■ **What to do**: Please pick out and copy every line in the records below that contains the word "floor". Case counts.

■ **Extracted entries**:
>>>>

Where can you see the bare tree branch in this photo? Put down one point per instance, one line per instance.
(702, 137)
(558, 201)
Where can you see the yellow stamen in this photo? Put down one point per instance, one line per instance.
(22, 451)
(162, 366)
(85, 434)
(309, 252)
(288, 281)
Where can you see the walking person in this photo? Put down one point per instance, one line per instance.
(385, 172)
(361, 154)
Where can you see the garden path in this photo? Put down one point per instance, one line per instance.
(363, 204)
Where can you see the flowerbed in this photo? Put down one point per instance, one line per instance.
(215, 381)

<<<<
>>>>

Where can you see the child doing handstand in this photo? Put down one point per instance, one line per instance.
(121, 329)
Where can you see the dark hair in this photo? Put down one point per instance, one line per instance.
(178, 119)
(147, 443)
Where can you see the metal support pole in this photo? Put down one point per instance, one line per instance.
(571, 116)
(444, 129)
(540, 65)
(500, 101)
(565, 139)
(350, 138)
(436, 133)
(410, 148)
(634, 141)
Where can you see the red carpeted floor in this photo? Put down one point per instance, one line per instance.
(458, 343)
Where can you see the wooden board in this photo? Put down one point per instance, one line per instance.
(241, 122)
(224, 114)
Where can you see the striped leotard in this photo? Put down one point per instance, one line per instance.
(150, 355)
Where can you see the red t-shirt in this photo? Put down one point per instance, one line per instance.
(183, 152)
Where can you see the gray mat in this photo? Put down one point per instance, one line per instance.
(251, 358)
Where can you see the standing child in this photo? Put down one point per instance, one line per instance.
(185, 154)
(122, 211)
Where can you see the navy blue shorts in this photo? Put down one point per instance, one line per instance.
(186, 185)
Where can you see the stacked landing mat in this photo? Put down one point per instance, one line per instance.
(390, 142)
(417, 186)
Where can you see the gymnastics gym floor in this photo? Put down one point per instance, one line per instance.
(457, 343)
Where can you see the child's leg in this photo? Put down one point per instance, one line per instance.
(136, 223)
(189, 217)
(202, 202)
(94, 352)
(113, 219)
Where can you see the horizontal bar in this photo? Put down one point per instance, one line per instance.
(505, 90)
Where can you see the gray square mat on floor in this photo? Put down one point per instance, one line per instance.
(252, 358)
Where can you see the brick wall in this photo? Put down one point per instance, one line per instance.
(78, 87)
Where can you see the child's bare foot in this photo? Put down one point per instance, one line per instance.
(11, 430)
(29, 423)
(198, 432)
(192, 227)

<<<<

■ **Answer below**:
Where can you see the red carpeted floor in this photo? Put down one point per instance, one line per instance.
Where can you see the gymnastics gym floor in this photo? Put down one point per instance, one line per instance.
Where can you see the gray square mat on floor in this photo? Put down one point per instance, one line per instance.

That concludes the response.